**DOCUMENT EXCERPT:**
◇ ◇ ◇
How Soap Bubbles Freeze - bookofjoe
https://www.nature.com/articles/s41467-019-10021-6
======
leemailll
a video
([https://www.youtube.com/watch?v=mLcmeEL2SYs](https://www.youtube.com/watch?v=mLcmeEL2SYs))
of bubbles freezing not related to this paper

------
octosphere
> _Droplets or puddles tend to freeze from the propagation of a single freeze
> front. In contrast, videographers have shown that as soap bubbles freeze, a
> plethora of growing ice crystals can swirl around in a beautiful effect
> visually reminiscent of a snow globe. However, the underlying physics of how
> bubbles freeze has not been studied. Here, we characterize the physics of
> soap bubbles freezing on an icy substrate and reveal two distinct modes of
> freezing. The first mode, occurring for isothermally supercooled bubbles,
> generates a strong Marangoni flow that entrains ice crystals to produce the
> aforementioned snow globe effect. The second mode occurs when using a cold
> stage in a warm ambient, resulting in a bottom-up freeze front that
> eventually halts due to poor conduction along the bubble. Blending
> experiments, scaling analysis, and numerical methods, the dynamics of the
> freeze fronts and Marangoni flows are characterized_
◇ ◇ ◇
**INFORMATION SHOWN:**
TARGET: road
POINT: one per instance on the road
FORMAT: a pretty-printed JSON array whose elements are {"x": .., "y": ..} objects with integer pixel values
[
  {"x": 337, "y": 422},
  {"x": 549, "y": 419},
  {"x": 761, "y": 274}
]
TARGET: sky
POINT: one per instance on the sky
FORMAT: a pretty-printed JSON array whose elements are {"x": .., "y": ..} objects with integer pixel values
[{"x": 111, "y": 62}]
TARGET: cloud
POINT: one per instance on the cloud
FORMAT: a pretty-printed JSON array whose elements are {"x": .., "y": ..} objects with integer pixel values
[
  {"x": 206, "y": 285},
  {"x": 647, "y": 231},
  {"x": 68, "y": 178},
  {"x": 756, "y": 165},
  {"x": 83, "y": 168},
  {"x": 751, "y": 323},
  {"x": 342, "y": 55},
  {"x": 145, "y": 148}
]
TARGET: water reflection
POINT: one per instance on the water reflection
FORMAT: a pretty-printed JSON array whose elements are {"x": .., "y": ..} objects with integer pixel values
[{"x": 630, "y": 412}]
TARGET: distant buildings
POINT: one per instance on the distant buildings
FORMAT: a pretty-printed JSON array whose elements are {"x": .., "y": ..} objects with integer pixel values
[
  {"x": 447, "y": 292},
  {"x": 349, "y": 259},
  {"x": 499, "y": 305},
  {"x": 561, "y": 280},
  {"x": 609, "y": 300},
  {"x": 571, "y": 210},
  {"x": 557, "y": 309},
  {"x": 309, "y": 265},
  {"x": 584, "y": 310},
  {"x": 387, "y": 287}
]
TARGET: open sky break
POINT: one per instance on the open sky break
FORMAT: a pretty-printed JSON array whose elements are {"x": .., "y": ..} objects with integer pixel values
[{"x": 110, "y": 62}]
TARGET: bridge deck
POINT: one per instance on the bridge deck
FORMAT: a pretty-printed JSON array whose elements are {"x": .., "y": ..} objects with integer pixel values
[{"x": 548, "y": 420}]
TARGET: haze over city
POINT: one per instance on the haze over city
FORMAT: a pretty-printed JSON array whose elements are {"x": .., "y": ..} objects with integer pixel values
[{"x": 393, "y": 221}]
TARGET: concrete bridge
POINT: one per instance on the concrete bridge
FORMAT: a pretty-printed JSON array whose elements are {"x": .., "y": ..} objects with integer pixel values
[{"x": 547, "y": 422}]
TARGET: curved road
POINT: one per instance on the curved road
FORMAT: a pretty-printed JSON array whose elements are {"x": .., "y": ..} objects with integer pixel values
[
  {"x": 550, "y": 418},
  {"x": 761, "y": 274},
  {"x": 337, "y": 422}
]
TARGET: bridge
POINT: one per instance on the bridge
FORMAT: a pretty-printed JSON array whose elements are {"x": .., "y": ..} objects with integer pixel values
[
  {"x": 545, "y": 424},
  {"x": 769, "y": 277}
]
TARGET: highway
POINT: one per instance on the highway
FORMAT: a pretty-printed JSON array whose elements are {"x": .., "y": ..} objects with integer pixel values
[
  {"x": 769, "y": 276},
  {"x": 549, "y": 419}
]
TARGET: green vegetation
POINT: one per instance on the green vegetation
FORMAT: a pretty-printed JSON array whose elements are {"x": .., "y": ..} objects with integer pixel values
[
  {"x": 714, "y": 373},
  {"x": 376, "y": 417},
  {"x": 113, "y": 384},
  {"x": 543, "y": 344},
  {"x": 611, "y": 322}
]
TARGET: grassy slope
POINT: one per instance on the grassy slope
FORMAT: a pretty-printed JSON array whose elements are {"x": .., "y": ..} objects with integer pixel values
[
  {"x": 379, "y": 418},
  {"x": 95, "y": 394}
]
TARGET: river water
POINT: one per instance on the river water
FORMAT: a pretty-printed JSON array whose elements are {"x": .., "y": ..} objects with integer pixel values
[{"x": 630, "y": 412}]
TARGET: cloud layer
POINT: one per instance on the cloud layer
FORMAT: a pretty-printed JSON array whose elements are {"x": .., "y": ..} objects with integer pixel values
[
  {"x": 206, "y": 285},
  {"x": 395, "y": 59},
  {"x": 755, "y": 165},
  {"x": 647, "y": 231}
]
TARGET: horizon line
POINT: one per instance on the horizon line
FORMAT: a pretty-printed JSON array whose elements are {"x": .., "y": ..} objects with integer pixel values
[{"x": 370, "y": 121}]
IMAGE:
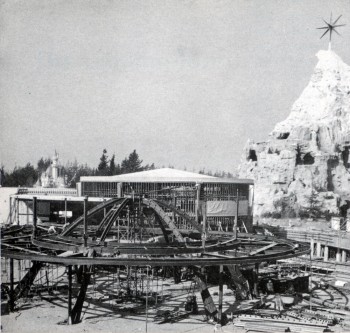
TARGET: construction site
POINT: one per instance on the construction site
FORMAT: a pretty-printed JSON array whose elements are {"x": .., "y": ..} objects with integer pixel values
[{"x": 166, "y": 247}]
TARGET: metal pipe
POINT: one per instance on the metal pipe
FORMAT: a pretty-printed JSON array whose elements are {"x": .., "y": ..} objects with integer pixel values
[
  {"x": 147, "y": 298},
  {"x": 220, "y": 293},
  {"x": 10, "y": 210},
  {"x": 65, "y": 211},
  {"x": 69, "y": 295},
  {"x": 236, "y": 219},
  {"x": 35, "y": 217},
  {"x": 17, "y": 210},
  {"x": 85, "y": 236}
]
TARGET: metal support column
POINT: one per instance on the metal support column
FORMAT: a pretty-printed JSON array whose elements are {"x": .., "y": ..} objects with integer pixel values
[
  {"x": 17, "y": 210},
  {"x": 338, "y": 256},
  {"x": 236, "y": 217},
  {"x": 220, "y": 293},
  {"x": 256, "y": 280},
  {"x": 65, "y": 211},
  {"x": 318, "y": 249},
  {"x": 35, "y": 217},
  {"x": 69, "y": 321},
  {"x": 10, "y": 210},
  {"x": 343, "y": 256},
  {"x": 326, "y": 253},
  {"x": 85, "y": 236},
  {"x": 312, "y": 245},
  {"x": 12, "y": 292}
]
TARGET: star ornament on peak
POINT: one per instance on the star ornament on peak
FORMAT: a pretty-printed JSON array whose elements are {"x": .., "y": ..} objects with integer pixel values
[{"x": 330, "y": 27}]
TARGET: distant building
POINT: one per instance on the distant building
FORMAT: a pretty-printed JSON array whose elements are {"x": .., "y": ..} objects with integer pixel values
[
  {"x": 205, "y": 197},
  {"x": 53, "y": 176}
]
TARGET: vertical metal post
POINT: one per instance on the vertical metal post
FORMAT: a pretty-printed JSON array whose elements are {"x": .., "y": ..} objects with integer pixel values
[
  {"x": 17, "y": 210},
  {"x": 147, "y": 300},
  {"x": 27, "y": 213},
  {"x": 236, "y": 219},
  {"x": 10, "y": 210},
  {"x": 85, "y": 221},
  {"x": 310, "y": 281},
  {"x": 198, "y": 187},
  {"x": 69, "y": 295},
  {"x": 11, "y": 286},
  {"x": 35, "y": 217},
  {"x": 65, "y": 210},
  {"x": 256, "y": 280},
  {"x": 220, "y": 293}
]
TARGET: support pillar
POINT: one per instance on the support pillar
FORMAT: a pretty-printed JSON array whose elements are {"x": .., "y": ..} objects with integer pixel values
[
  {"x": 69, "y": 321},
  {"x": 85, "y": 236},
  {"x": 326, "y": 253},
  {"x": 338, "y": 256},
  {"x": 65, "y": 211},
  {"x": 17, "y": 210},
  {"x": 236, "y": 217},
  {"x": 35, "y": 217},
  {"x": 10, "y": 210},
  {"x": 312, "y": 246},
  {"x": 12, "y": 292},
  {"x": 256, "y": 280},
  {"x": 343, "y": 256},
  {"x": 318, "y": 249},
  {"x": 220, "y": 294}
]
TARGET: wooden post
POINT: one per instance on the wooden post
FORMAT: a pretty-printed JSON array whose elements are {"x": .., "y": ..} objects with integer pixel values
[
  {"x": 35, "y": 217},
  {"x": 220, "y": 293},
  {"x": 85, "y": 236},
  {"x": 17, "y": 210},
  {"x": 69, "y": 321}
]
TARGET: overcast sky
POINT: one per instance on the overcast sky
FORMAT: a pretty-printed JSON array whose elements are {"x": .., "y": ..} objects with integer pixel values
[{"x": 185, "y": 83}]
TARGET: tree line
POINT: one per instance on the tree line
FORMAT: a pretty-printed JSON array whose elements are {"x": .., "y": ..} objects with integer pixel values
[{"x": 28, "y": 175}]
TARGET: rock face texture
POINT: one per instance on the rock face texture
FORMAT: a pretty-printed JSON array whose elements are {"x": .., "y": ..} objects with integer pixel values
[{"x": 304, "y": 167}]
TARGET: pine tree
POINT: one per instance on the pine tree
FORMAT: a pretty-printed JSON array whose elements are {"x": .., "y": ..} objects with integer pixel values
[
  {"x": 132, "y": 164},
  {"x": 112, "y": 166},
  {"x": 103, "y": 168}
]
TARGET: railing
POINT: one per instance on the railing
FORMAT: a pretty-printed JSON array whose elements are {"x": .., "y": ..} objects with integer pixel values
[
  {"x": 47, "y": 191},
  {"x": 339, "y": 240}
]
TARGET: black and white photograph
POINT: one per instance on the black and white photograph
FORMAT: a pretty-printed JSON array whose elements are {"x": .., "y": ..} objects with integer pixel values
[{"x": 175, "y": 166}]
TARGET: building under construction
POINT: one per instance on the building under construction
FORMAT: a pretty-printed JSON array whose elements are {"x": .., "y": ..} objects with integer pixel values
[{"x": 130, "y": 239}]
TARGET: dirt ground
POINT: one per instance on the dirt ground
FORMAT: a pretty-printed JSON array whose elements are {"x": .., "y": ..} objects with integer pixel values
[{"x": 48, "y": 313}]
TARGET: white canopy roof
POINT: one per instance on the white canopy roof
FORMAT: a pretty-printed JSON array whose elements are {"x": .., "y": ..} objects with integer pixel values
[{"x": 163, "y": 175}]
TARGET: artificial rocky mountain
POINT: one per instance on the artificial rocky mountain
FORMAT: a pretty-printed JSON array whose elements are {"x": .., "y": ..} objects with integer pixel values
[{"x": 304, "y": 167}]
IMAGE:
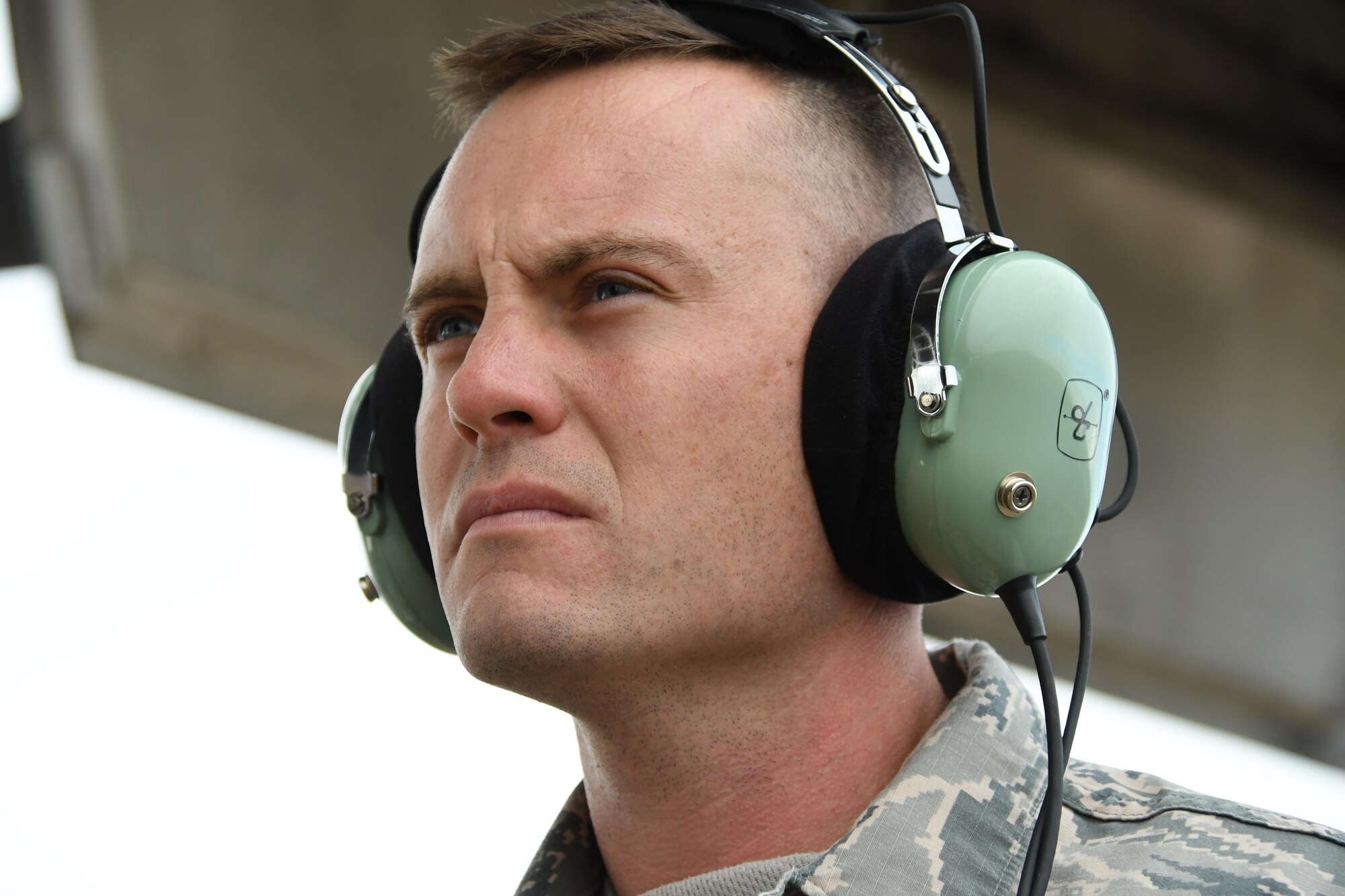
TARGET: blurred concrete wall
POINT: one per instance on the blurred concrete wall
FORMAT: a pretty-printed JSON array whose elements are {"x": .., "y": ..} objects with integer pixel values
[{"x": 224, "y": 190}]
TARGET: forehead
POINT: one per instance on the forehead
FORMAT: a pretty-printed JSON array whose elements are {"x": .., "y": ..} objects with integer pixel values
[{"x": 689, "y": 147}]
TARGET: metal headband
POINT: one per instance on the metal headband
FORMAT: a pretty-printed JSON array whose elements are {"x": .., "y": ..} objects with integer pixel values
[{"x": 743, "y": 22}]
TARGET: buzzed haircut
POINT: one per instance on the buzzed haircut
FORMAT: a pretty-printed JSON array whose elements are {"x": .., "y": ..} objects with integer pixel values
[{"x": 870, "y": 162}]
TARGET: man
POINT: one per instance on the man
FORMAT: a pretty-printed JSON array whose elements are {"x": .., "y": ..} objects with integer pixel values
[{"x": 614, "y": 295}]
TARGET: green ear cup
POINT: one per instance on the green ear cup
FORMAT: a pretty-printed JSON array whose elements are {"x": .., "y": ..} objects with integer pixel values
[
  {"x": 1005, "y": 479},
  {"x": 395, "y": 569}
]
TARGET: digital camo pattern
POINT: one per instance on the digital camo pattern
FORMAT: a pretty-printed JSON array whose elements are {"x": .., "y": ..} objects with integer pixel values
[{"x": 958, "y": 817}]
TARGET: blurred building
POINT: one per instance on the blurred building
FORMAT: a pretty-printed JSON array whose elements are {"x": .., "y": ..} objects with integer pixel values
[{"x": 223, "y": 192}]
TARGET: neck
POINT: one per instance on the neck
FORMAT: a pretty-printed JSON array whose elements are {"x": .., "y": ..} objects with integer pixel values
[{"x": 778, "y": 755}]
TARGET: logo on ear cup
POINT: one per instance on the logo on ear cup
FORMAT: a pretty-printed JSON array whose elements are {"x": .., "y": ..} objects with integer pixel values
[{"x": 1081, "y": 420}]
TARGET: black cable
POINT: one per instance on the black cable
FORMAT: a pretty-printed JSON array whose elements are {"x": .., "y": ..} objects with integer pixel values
[
  {"x": 1128, "y": 491},
  {"x": 1022, "y": 600},
  {"x": 978, "y": 87},
  {"x": 1048, "y": 821},
  {"x": 1077, "y": 697}
]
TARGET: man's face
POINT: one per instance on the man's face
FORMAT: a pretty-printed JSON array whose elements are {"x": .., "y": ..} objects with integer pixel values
[{"x": 618, "y": 279}]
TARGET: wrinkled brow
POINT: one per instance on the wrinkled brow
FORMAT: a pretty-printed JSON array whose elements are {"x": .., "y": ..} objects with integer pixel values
[{"x": 562, "y": 261}]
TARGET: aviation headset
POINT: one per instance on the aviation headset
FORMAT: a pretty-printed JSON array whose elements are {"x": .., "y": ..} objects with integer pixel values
[{"x": 996, "y": 366}]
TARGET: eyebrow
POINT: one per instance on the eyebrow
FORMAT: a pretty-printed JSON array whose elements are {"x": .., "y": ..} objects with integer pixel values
[{"x": 563, "y": 261}]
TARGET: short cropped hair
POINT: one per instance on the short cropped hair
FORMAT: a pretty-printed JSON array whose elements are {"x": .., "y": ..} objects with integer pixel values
[{"x": 868, "y": 154}]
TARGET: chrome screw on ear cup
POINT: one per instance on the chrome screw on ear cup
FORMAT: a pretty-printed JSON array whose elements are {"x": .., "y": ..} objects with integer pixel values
[{"x": 1016, "y": 494}]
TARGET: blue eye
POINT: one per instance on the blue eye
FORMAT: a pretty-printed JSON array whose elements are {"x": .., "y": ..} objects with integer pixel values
[
  {"x": 453, "y": 327},
  {"x": 611, "y": 290}
]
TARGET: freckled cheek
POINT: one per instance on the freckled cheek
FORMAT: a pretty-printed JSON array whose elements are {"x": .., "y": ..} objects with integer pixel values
[
  {"x": 705, "y": 409},
  {"x": 438, "y": 450}
]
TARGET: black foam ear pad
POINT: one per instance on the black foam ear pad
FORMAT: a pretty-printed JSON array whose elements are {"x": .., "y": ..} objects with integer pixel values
[
  {"x": 853, "y": 392},
  {"x": 396, "y": 401}
]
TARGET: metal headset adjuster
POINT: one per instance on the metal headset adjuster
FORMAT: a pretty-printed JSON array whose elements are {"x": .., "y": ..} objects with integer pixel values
[{"x": 930, "y": 378}]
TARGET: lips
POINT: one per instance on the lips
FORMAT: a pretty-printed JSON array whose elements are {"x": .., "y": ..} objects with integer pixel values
[{"x": 509, "y": 498}]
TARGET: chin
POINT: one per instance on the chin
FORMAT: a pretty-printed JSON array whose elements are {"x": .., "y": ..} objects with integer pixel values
[{"x": 533, "y": 637}]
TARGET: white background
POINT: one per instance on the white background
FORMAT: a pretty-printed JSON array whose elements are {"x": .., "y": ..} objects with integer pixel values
[{"x": 196, "y": 697}]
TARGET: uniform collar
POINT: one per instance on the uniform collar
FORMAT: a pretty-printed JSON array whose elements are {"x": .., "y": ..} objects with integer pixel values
[{"x": 956, "y": 819}]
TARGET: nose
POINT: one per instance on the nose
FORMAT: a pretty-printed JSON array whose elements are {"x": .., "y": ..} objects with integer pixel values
[{"x": 506, "y": 385}]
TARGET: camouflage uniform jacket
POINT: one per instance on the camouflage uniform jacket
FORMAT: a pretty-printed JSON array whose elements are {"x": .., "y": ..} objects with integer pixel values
◇ ◇ ◇
Answer these questions about the bubble-freezing thread:
1. What does the first comment link to?
2. In the first freezing mode, what does the Marangoni flow do to the ice crystals?
3. Why does the freeze front in the second mode eventually stop?

**THE COMPLETED TASK:**
1. A video of bubbles freezing that is not related to the paper.
2. It entrains them, producing the snow globe effect.
3. Because of poor conduction along the bubble.